(Entries for labeling object positions)
········
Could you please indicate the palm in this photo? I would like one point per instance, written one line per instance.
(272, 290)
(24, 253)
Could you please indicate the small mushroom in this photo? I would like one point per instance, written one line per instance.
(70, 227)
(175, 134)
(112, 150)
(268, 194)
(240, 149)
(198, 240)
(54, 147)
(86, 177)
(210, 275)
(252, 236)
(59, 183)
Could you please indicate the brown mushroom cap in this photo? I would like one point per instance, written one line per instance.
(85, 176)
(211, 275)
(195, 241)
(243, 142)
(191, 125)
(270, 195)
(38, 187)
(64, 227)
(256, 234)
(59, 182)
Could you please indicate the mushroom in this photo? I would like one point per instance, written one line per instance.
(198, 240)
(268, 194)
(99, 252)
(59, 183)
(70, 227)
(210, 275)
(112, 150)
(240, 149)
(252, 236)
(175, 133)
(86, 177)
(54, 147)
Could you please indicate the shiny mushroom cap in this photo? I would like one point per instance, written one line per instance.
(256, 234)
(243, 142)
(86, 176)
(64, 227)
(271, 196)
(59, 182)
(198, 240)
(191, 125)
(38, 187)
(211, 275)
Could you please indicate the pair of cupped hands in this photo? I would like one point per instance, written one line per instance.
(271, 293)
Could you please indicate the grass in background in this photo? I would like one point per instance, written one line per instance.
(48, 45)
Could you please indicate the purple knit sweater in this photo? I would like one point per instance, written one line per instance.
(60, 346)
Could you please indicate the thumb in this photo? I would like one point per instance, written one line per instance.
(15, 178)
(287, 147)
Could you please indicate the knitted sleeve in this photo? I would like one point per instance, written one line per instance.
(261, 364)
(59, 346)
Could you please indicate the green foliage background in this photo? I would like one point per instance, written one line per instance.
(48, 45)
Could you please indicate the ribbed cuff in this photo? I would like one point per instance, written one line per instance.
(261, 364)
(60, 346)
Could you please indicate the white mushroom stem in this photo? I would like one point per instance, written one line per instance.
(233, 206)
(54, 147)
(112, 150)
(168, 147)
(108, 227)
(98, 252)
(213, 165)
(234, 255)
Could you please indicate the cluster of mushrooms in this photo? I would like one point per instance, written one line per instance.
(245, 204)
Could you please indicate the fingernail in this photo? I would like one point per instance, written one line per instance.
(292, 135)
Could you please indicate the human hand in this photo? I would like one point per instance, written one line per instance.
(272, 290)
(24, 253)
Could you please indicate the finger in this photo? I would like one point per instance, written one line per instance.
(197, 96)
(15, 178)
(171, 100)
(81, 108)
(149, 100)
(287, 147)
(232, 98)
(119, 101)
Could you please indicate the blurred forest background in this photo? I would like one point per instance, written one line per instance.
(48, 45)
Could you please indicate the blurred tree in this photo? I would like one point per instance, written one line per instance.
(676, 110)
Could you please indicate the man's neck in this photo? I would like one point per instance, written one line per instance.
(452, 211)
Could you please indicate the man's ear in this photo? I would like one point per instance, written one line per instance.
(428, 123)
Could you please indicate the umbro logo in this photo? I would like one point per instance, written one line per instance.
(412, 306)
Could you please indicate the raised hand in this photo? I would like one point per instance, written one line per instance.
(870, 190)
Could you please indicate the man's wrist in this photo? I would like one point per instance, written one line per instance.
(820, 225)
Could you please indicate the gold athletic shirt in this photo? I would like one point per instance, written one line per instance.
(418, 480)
········
What needs to be done:
Arrange all of the material above as a numbered list, one line per number, leaving out any blank lines.

Written solution:
1. Could you please indicate the palm in this photo? I would like one point per instance, written one line per instance.
2. (272, 290)
3. (24, 253)
4. Could you please indicate the small mushroom in this photo? I would like one point per instance, written one line per instance.
5. (70, 227)
6. (175, 134)
7. (112, 150)
8. (268, 194)
9. (240, 149)
10. (198, 240)
11. (54, 147)
12. (86, 177)
13. (210, 275)
14. (252, 236)
15. (59, 183)
16. Could you please indicate the brown mushroom cap in this photo? I would like one point per instance, written one line per instance.
17. (85, 176)
18. (211, 275)
19. (195, 241)
20. (243, 142)
21. (191, 125)
22. (270, 195)
23. (38, 187)
24. (64, 227)
25. (256, 234)
26. (59, 182)
27. Could you please indicate the mushroom in this photo? I would like one point per instance, written one line per instance.
28. (198, 240)
29. (268, 194)
30. (99, 252)
31. (59, 183)
32. (70, 227)
33. (210, 275)
34. (112, 150)
35. (240, 149)
36. (252, 236)
37. (175, 133)
38. (86, 177)
39. (54, 147)
40. Could you please indicate the shiny mushroom cap in this photo? I would like one point per instance, written one line per instance.
41. (256, 234)
42. (243, 142)
43. (86, 176)
44. (64, 227)
45. (271, 196)
46. (59, 182)
47. (198, 240)
48. (191, 125)
49. (38, 187)
50. (211, 275)
51. Could you please indicate the pair of cupped hands in this photo? I would like one point per instance, written one line per instance.
52. (271, 293)
53. Could you please indicate the grass in background in this photo? I would like one point per instance, written one line per instance.
54. (48, 45)
55. Could you please indicate the purple knit sweater in this photo? I would like one point per instance, written one line per instance.
56. (60, 346)
57. Could you please indicate the thumb in this photo? I would like one point per instance, written one line per instance.
58. (15, 178)
59. (287, 147)
60. Could you please indicate the knitted sleeve in this photo? I would like one point per instance, written one line per instance.
61. (261, 364)
62. (59, 346)
63. Could you please indicate the green foliage background in this photo? I would like one point per instance, written one line per instance.
64. (48, 45)
65. Could you please indicate the ribbed cuff in this photo? I would like one point per instance, written one line per instance.
66. (261, 364)
67. (60, 346)
68. Could you please indicate the white mushroom stem in this photo? I would like one point per instance, written one line per instance.
69. (233, 206)
70. (54, 147)
71. (112, 150)
72. (168, 147)
73. (108, 227)
74. (98, 252)
75. (213, 165)
76. (234, 255)
77. Could you please indicate the cluster of mushrooms in this photo? I would like one point per instance, written one line per instance.
78. (245, 204)
79. Could you please indicate the fingernail in this photo? I would like one point per instance, written one line per instance.
80. (292, 135)
81. Could you please indicate the human hand in this photo? I would like one point per instance, written one line per instance.
82. (272, 290)
83. (24, 253)
84. Could you please indicate the finger in this photo? I would like one point per instance, written one line per instance.
85. (197, 96)
86. (15, 178)
87. (171, 100)
88. (81, 108)
89. (149, 100)
90. (287, 147)
91. (232, 98)
92. (119, 101)
93. Could you please indicate the blurred forest background in this photo? I would like one point per instance, written one line per instance.
94. (48, 45)
95. Could you please indicate the blurred tree in this photo? I would like one point per instance, written one line per instance.
96. (676, 110)
97. Could you please indicate the man's neck in this photo? I would like one point per instance, written one line per instance.
98. (452, 211)
99. Could you please indicate the man's ear in this photo? I would like one point per instance, written one line per instance.
100. (428, 123)
101. Could you please indicate the umbro logo in this photo? I would like one point per instance, written one line per instance.
102. (412, 306)
103. Could you please indicate the raised hand in this photo? I would like one point per instance, written one line per instance.
104. (870, 190)
105. Could you please indicate the man's wrist in this photo? I would like one point per instance, written one line per instance.
106. (820, 225)
107. Could you please indicate the gold athletic shirt in this photo? I would like one point per instance, written one line per instance.
108. (418, 480)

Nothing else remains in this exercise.